[Start of section]

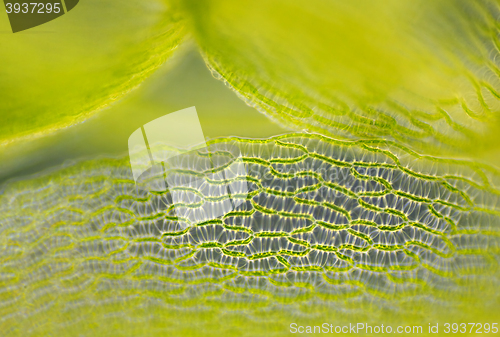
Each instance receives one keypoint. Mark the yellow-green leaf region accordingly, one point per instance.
(62, 72)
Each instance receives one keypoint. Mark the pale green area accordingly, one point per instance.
(64, 71)
(182, 82)
(85, 251)
(424, 73)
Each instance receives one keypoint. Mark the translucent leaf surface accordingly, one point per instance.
(424, 73)
(62, 72)
(328, 229)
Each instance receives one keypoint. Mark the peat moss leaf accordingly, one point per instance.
(424, 73)
(64, 71)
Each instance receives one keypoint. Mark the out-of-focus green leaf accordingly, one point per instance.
(424, 73)
(62, 72)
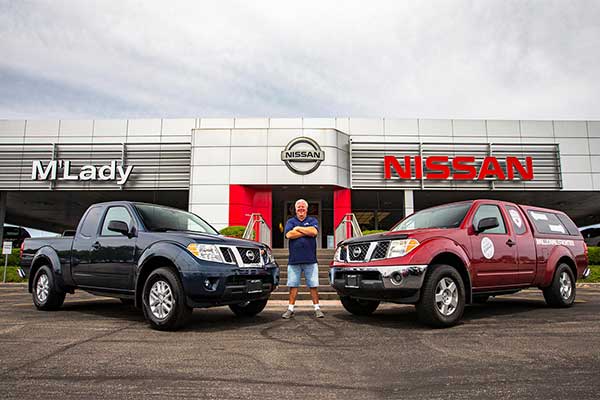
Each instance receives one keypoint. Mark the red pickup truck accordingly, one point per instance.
(444, 257)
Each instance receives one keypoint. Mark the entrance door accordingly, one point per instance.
(314, 210)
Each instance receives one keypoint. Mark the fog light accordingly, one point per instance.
(211, 284)
(586, 273)
(396, 278)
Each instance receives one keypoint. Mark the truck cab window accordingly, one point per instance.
(546, 222)
(517, 219)
(116, 214)
(490, 210)
(89, 225)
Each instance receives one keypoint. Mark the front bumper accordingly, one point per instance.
(393, 283)
(210, 287)
(586, 273)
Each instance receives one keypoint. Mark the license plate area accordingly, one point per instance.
(353, 281)
(254, 286)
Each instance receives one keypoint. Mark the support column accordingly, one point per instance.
(409, 202)
(342, 205)
(3, 196)
(245, 200)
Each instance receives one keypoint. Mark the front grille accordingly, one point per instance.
(380, 250)
(227, 255)
(249, 255)
(240, 280)
(364, 275)
(358, 252)
(344, 253)
(264, 255)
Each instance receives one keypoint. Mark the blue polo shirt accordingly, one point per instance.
(304, 249)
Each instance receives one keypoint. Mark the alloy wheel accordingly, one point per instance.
(161, 299)
(446, 296)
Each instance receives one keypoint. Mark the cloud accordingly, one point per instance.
(484, 59)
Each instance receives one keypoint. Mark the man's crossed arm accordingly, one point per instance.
(300, 231)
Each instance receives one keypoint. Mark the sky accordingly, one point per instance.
(424, 59)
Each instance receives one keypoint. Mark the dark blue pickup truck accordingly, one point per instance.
(163, 260)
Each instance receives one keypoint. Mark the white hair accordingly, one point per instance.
(301, 201)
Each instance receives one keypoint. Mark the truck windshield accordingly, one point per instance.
(446, 217)
(158, 218)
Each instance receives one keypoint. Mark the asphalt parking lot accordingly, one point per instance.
(96, 348)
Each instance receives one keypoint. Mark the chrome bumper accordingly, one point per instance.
(392, 277)
(586, 273)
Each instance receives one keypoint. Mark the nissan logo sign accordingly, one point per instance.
(302, 156)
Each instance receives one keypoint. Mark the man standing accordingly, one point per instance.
(302, 231)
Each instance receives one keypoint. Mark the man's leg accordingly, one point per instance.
(293, 294)
(293, 283)
(311, 272)
(314, 294)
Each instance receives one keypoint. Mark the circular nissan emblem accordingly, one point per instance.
(302, 155)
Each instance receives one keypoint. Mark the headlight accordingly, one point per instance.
(338, 254)
(208, 252)
(399, 248)
(270, 258)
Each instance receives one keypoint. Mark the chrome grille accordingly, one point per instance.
(380, 250)
(249, 255)
(227, 255)
(344, 253)
(358, 252)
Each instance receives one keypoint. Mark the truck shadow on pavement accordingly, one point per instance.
(212, 319)
(405, 316)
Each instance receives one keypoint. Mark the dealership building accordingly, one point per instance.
(229, 170)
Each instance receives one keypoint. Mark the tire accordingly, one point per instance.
(249, 308)
(442, 300)
(168, 310)
(127, 302)
(481, 299)
(358, 306)
(46, 295)
(561, 292)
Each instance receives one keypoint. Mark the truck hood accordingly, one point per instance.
(419, 234)
(189, 237)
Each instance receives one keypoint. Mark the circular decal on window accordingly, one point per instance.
(487, 248)
(516, 218)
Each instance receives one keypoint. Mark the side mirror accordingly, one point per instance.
(120, 227)
(487, 223)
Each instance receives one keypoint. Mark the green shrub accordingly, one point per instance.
(13, 259)
(370, 232)
(594, 255)
(233, 231)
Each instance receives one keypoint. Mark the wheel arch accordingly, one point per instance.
(151, 264)
(45, 256)
(455, 261)
(559, 255)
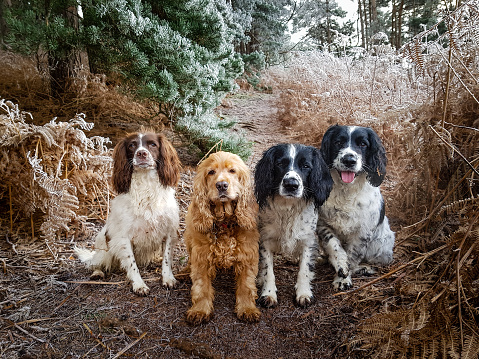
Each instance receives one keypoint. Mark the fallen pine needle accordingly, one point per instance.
(94, 282)
(27, 333)
(415, 260)
(121, 352)
(94, 336)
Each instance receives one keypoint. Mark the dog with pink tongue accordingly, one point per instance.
(352, 227)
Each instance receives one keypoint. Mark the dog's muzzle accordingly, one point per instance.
(291, 185)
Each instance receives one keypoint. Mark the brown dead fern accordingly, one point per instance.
(52, 175)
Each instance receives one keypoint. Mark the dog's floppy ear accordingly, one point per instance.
(376, 159)
(200, 205)
(326, 144)
(246, 207)
(263, 177)
(122, 168)
(168, 165)
(320, 180)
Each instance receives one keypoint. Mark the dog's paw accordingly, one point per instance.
(169, 282)
(268, 301)
(141, 289)
(250, 315)
(341, 283)
(97, 274)
(196, 317)
(365, 269)
(304, 300)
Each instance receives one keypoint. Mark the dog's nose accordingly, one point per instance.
(290, 184)
(141, 154)
(349, 160)
(222, 186)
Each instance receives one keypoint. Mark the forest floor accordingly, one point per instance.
(50, 308)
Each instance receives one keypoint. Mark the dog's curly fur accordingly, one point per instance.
(221, 232)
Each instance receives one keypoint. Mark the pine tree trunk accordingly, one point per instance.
(64, 69)
(361, 20)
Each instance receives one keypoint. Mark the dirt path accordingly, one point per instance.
(256, 114)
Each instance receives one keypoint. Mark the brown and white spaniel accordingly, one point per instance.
(144, 217)
(221, 232)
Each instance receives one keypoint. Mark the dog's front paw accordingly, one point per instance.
(97, 274)
(250, 314)
(196, 317)
(141, 289)
(169, 282)
(341, 283)
(365, 269)
(268, 301)
(304, 300)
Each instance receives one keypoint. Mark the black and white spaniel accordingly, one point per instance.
(144, 217)
(291, 182)
(352, 227)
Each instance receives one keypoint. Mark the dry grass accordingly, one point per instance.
(428, 302)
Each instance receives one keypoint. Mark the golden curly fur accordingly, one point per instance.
(221, 232)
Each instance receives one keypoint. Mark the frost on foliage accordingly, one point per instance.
(54, 170)
(209, 130)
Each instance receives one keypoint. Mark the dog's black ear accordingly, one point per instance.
(326, 145)
(320, 180)
(263, 177)
(376, 159)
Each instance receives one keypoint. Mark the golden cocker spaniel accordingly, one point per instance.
(221, 232)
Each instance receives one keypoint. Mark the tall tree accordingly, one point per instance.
(50, 26)
(265, 24)
(321, 21)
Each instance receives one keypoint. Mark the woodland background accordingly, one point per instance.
(76, 75)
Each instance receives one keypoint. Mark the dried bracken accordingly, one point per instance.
(52, 174)
(426, 115)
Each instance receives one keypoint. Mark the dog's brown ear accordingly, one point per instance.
(169, 164)
(122, 168)
(200, 206)
(246, 208)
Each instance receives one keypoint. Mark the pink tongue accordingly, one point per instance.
(347, 176)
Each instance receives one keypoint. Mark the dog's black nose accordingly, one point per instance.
(141, 154)
(349, 160)
(290, 184)
(222, 186)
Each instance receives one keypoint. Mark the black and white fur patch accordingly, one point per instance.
(291, 183)
(352, 227)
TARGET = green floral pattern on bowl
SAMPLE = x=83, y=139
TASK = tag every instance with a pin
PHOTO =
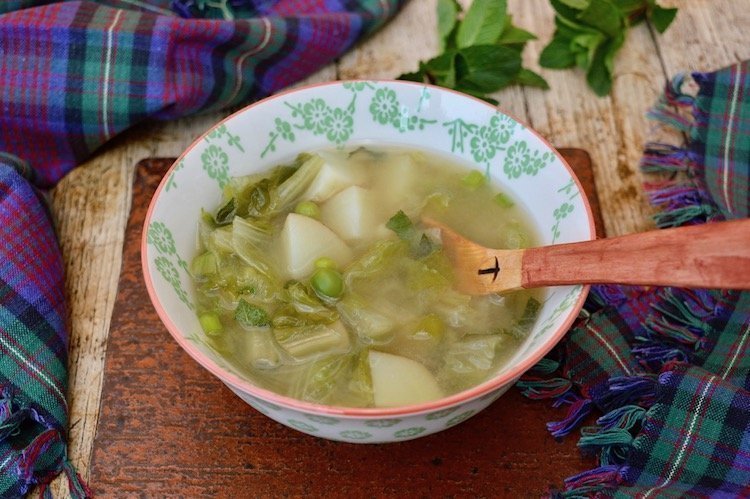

[End of section]

Your answer must be an exact copy of the records above, with no pictures included.

OUTPUT OF THE EXERCISE »
Each instance receives one keypoint. Mark the yellow-green leaf region accordingly, one point per instance.
(62, 72)
Each instance receives one keypoint. Mark the pale green area accordingly, one point per instance.
(64, 71)
(182, 82)
(85, 251)
(424, 73)
Each instance receives one keypoint. Mark the translucent leaf surface accordingly, one point per instance.
(424, 73)
(62, 72)
(328, 229)
Each instance receives one keypoint. Mark the peat moss leaf accordingly, one point per instance.
(424, 73)
(64, 71)
Each instance receives one keypoint. Mark the out-of-focus green leaf accordingly, one point per instance.
(424, 73)
(62, 72)
Each instance receives one keypoint. Mark the red pickup truck accordingly, one point per instance.
(444, 257)
Each instance receives one keypoint. Mark the entrance door accordingly, one point per instance.
(314, 210)
Each instance receives one keypoint. Mark the fog light accordingly, one point per instance.
(211, 284)
(586, 273)
(396, 278)
Each instance receives one keypoint. Mark the truck cab window accordingly, one point per instance.
(546, 222)
(517, 219)
(116, 214)
(490, 210)
(89, 225)
Each instance receives one keypoint. Mark the front bumper accordingly, one point per instance.
(393, 283)
(210, 287)
(586, 273)
Each instance receives one keypoint. Mark the license plate area accordingly, one point per instance.
(353, 281)
(254, 286)
Each instance receives one keypoint. Mark the support column accordingly, one point per instance.
(409, 202)
(342, 205)
(3, 196)
(245, 200)
Each instance receives one keypoint. Mark the front grille accordingly, one point per instance.
(380, 250)
(227, 255)
(249, 255)
(240, 280)
(364, 275)
(358, 252)
(344, 253)
(264, 255)
Each instance receives one keypoint. Mark the blue polo shirt accordingly, one point per instance.
(304, 249)
Each instance receives one keypoint. Mark the alloy wheel accordingly, one point per instance.
(161, 299)
(446, 296)
Each instance receives one keypoint. Mark the cloud accordingly, one point per instance.
(484, 59)
Each instance receives one keypoint. Mark the man's crossed arm accordingly, one point per instance.
(300, 231)
Each instance receives one keypoint. Mark the sky accordingly, one point per instance.
(424, 59)
Each instance receives one keypoint. Mark the dark blue pickup truck accordingly, one point per instance.
(163, 260)
Each instance receives one keypoint. Mark the white hair accordingly, one point per instance.
(301, 201)
Each instance receives one keypoint. Mark the truck windshield accordingly, one point per instance.
(446, 217)
(158, 218)
Each instance receives one keypoint. Mark the asphalt parking lot accordingly, one point per instance.
(96, 348)
Each instance receives one keypoint. Mark the chrome bumper accordingly, one point per instance.
(392, 277)
(586, 273)
Each instance receives one keypoint. Mark the nissan logo sign accordingly, one point per instance.
(302, 156)
Each instance receives one keypoint. Mark the man standing accordingly, one point per instance.
(302, 231)
Each instance receives one keypoint. Mark the man's leg accordingly, one point per instance.
(293, 294)
(293, 283)
(311, 272)
(314, 294)
Each instance receives one keypoint. Mark the circular nissan emblem accordingly, one point per instance.
(302, 155)
Each instance receives one keypoint. Mark the headlight accordingly, one point per instance.
(338, 254)
(208, 252)
(399, 248)
(270, 258)
Each instance receives one keypoint. Mark the chrome grille accordingly, one point per instance.
(380, 250)
(249, 255)
(227, 255)
(344, 253)
(358, 252)
Each instance receives one keypoint. Mark the truck shadow on pavement accordingly, one point per instance.
(212, 319)
(405, 316)
Each instance receives one keypoint. Mark the dealership building accordingly, one point per instance.
(229, 170)
Each instance receives one keypoint. Mark the tire accordingly, one point per instance.
(249, 308)
(442, 300)
(168, 310)
(127, 302)
(481, 299)
(358, 306)
(46, 295)
(561, 292)
Each instance receives one keypoint. Mark the truck hood accordingly, one point per instance.
(419, 234)
(189, 237)
Each instance receives one keypoint. Mark the circular decal on window accordingly, one point per instance.
(487, 248)
(516, 218)
Each instance receives one keypoint. Mark the side mirror accordingly, one point per instance.
(120, 227)
(487, 223)
Each instance receives one keypoint. Mark the green shrub accordingly, one point per instance.
(13, 259)
(370, 232)
(594, 255)
(233, 231)
Each instance receives one keypoint. Mark the wheel arch accordingly, one point per instance.
(151, 264)
(45, 256)
(455, 261)
(559, 255)
Each instance receives one keypoint. Mark the fallen pine needle accordingly, one point per instance.
(94, 282)
(27, 333)
(415, 260)
(121, 352)
(94, 336)
Each instance receives one keypoint. Mark the dog with pink tongue accordingly, one point per instance.
(352, 227)
Each instance receives one keypoint. Mark the dog's muzzle accordingly, one point per instance.
(291, 185)
Each instance receives one keypoint. Mark the brown dead fern accordingly, one point per instance.
(52, 175)
Each instance receives one keypoint. Mark the dog's floppy ear accordingly, one point per instance.
(376, 159)
(200, 205)
(326, 144)
(246, 207)
(263, 177)
(122, 168)
(168, 165)
(320, 180)
Each instance receives one keypoint. Mark the dog's paw accordingly, one point per instance.
(169, 282)
(268, 301)
(141, 289)
(250, 315)
(341, 283)
(97, 274)
(196, 317)
(365, 269)
(304, 300)
Each instance receives one keypoint. Mark the dog's nose accordingly, one point per instance.
(290, 184)
(141, 154)
(349, 160)
(222, 186)
Each instance receives one keypoint. Mark the forest floor accordingly, one point per instance.
(50, 308)
Each instance receives one keypoint. Mark the dog's curly fur accordingly, one point per instance.
(221, 232)
Each instance receives one keypoint. Mark the pine tree trunk accordingly, one point per instance.
(64, 69)
(361, 20)
Each instance receives one keypoint. Mark the dirt path accordingly, one point per instance.
(256, 114)
Each instance receives one keypoint. Mark the brown and white spaniel accordingly, one point per instance.
(144, 217)
(221, 232)
Each instance receives one keypoint. Mark the dog's front paw accordingly, one point per instance.
(97, 274)
(250, 314)
(196, 317)
(141, 289)
(169, 282)
(341, 283)
(365, 269)
(268, 301)
(304, 300)
Each instance receives one keypoint. Mark the black and white spaniel accordingly, one point per instance.
(144, 217)
(291, 182)
(352, 227)
Each instance receives one keypoint. Mark the dry grass accordingly, one point per instance.
(428, 302)
Each instance receives one keypoint. Mark the golden curly fur accordingly, one point per instance.
(221, 232)
Each instance receives one keypoint. Mark the frost on foliage accordingly, one point per instance.
(54, 170)
(209, 130)
Each instance receives one keypoint. Mark the dog's black ear accordingly, one point per instance.
(326, 145)
(320, 180)
(263, 177)
(376, 159)
Each instance receives one keypoint. Mark the golden cocker spaniel accordingly, one point per instance.
(221, 232)
Each instance receives one keypoint. Mark the tall tree accordingly, one point per instance.
(50, 26)
(265, 24)
(321, 21)
Each instance receives one keypoint. Mark the woodland background accordingly, one point per instance.
(76, 75)
Each instance receives one keypoint. Mark the dried bracken accordingly, one point per instance.
(52, 174)
(426, 115)
Each instance receives one keypoint. Mark the dog's brown ear accordingly, one point per instance.
(169, 164)
(122, 168)
(200, 206)
(246, 208)
Each instance receives one keypoint. Mark the pink tongue accordingly, one point per instance.
(347, 176)
Each instance receives one keypoint. Mark the dog's black nose accordingly, one point per instance.
(141, 154)
(349, 160)
(290, 184)
(222, 186)
Each instance receives one keypoint. Mark the black and white fur patch accordingly, one point per instance.
(291, 183)
(352, 227)
TARGET = green floral pattern on bowl
SAMPLE = x=83, y=139
TASK = tag every instance with a pin
PHOTO =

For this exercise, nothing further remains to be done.